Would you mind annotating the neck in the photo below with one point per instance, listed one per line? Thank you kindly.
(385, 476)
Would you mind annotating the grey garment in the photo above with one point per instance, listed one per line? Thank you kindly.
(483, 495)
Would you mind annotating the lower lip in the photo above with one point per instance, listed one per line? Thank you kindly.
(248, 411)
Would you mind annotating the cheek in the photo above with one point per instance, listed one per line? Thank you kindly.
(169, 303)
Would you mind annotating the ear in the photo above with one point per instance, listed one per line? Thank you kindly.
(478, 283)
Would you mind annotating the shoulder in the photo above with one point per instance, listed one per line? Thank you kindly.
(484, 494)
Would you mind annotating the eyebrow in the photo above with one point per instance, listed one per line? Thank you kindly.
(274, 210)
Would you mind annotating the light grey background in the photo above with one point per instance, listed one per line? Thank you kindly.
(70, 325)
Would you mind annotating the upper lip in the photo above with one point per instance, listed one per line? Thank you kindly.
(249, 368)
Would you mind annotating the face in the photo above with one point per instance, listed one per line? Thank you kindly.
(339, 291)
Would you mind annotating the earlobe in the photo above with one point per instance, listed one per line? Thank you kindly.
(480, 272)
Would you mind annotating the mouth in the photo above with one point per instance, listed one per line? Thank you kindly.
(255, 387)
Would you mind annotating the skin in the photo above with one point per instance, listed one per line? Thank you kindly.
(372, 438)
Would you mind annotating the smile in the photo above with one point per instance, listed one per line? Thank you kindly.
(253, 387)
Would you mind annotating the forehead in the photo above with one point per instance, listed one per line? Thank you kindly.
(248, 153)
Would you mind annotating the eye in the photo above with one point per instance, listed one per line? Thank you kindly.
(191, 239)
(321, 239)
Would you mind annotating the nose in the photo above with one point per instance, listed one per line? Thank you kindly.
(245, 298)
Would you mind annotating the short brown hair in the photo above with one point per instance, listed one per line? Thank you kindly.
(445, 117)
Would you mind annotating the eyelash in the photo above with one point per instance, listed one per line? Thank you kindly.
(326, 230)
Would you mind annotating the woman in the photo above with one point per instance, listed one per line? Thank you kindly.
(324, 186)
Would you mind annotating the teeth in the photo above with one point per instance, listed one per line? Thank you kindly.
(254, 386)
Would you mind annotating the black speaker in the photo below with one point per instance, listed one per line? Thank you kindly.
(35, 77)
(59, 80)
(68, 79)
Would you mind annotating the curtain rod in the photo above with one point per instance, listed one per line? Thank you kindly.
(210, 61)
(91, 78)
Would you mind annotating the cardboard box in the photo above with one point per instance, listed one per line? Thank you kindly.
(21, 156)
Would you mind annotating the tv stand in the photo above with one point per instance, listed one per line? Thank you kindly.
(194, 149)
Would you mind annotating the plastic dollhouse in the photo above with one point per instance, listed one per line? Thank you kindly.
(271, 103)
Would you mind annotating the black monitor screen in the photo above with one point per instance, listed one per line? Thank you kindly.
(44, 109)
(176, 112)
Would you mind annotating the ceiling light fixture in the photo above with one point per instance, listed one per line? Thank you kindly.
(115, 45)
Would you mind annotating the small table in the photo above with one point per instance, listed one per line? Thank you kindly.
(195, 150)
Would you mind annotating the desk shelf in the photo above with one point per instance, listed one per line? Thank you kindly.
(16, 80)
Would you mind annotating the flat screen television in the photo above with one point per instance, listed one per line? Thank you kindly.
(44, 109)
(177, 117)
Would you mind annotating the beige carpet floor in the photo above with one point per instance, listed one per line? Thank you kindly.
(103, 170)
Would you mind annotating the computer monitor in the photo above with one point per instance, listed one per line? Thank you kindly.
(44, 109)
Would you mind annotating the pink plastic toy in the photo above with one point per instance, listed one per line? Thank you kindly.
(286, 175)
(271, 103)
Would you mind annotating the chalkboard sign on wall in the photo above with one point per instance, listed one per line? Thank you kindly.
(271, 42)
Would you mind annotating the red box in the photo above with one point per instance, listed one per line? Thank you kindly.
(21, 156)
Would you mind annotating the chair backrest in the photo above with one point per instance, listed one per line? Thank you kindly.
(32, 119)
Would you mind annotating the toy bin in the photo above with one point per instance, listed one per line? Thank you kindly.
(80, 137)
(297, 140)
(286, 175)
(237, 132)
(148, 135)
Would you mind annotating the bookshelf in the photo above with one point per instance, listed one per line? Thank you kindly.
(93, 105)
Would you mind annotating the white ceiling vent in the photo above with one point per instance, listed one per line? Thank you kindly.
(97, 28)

→ REQUIREMENTS:
From the data above, extract every line in its exact form.

→ REPLY TO THE EXERCISE:
Would you mind annotating the neck in the photo below with one point per instance, listed one per line? Thank you kindly.
(385, 476)
Would you mind annotating the grey garment in the photo above with one point per instance, listed one per line? Thank you kindly.
(483, 495)
Would you mind annotating the lower lip in the photo above with one point per instance, listed one per line? Thank you kindly.
(248, 411)
Would you mind annotating the cheek in the photo above with one point per instance, listed one per line? Thank you kindly.
(169, 303)
Would you mind annotating the ear in the photo above with one point per instance, listed one per line? Thank you kindly.
(478, 283)
Would you mind annotating the shoulder in the photo above with one point per instance, listed one per line? Thank you kindly.
(484, 494)
Would you mind annotating the eyebrow in the photo above with one point per instance, listed one per line? Thank you kindly.
(274, 210)
Would you mind annotating the light grey background in the photo above with one point per instance, listed one per line? Thank you kindly.
(70, 325)
Would you mind annotating the upper lip in the photo above with one point per instance, listed one per line? Thank you kindly.
(249, 368)
Would you mind annotating the face in the photo above with one point per instance, listed one per line? Thank you kindly.
(339, 291)
Would you mind annotating the earlobe in the photo above with one point per instance, listed one per line? Thank you kindly.
(480, 272)
Would you mind annotating the mouth in the photo above with one point per instance, listed one per line? Thank you kindly.
(255, 387)
Would you mind annotating the skin in the photo above with one point per instance, listed one per line? Thank you kindly.
(372, 438)
Would you mind annotating the smile in the photo above with one point per instance, listed one per line? Thank you kindly.
(253, 387)
Would you mind annotating the forehead in the photo above with one point per instance, listed one per line? Thank you kindly.
(248, 153)
Would you mind annotating the eye in the photo above with one point per instance, listed one per line? Thank you kindly.
(191, 239)
(321, 239)
Would you mind annotating the nose in the photo above with one point per instance, listed one per line? Thank you kindly.
(245, 298)
Would you mind annotating the short brown hair in the photo above with one point per instance, listed one per line? Thank you kindly.
(445, 117)
Would you mind annotating the eyelash in the photo above with one point per instance, listed one per line? Thank you kindly.
(326, 230)
Would you mind annotating the woman in the photo above with one point per instance, listed one per line? Thank you kindly.
(324, 186)
Would you mind annotating the teeth in the photo above with one point per instance, listed one per line? Thank you kindly.
(254, 386)
Would you mind annotating the black speaker in the photo below with one point per instance, listed one per line? Thank you kindly.
(35, 77)
(59, 80)
(68, 79)
Would you mind annotating the curtain rod in the photo above with one point per instance, listed one per line? Thank you kindly.
(210, 61)
(91, 78)
Would you mind annotating the cardboard box in the photo above with one point per instance, listed one per line? Thank you kindly.
(21, 156)
Would you mind annotating the tv stand in the photo above with one point per instance, listed one per line? Thank you kindly.
(194, 149)
Would you mind annotating the plastic dollhouse in the photo above with one point per instance, listed one per line? Thank you kindly.
(271, 103)
Would you mind annotating the black monitor screen in the photo above with one point per instance, listed one per line? Thank you kindly.
(44, 109)
(176, 112)
Would you mind annotating the ceiling light fixture in the photo above with one point per instance, listed one per line? Thank you kindly.
(115, 45)
Would you mind annotating the small table in the photo above with one point per instance, listed one per line? Thank you kindly.
(195, 150)
Would you mind annotating the desk shelf in the photo above with one point per instance, listed one per line? Thank you kindly.
(16, 80)
Would you mind annotating the flat screen television in the photo above with one point per instance, listed one per line? Thank you kindly.
(44, 109)
(177, 117)
Would you mind annotating the beige carpet floor in the photo above with one point per instance, listed one per line? Thank you kindly.
(103, 170)
Would you mind annotating the computer monitor in the photo above with one point per instance, listed one per line? Thank you kindly.
(44, 109)
Would you mind annotating the pink plastic toy in the photo above with one point per instance, listed one per line? Thank you kindly.
(286, 175)
(271, 103)
Would you mind annotating the chalkboard sign on wall in the photo above with one point per instance, listed one per line? Thank you kindly.
(271, 42)
Would you mind annotating the red box in the photo above with one point per instance, listed one per line? Thank you kindly.
(21, 156)
Would you mind annotating the chair backrest in the photo above with one point per instance, listed one per line? Thank you kindly.
(32, 119)
Would you mind annotating the toy bin in the photo above with one point per instance, listed one per line? Thank you kindly.
(80, 137)
(297, 140)
(286, 175)
(237, 132)
(148, 135)
Would you mind annotating the bookshelf in the photo above with one point per instance, listed one per line? Thank you kindly.
(93, 105)
Would you mind annotating the white ceiling vent in the photo above with one point per instance, listed one per line? Thank you kindly.
(97, 28)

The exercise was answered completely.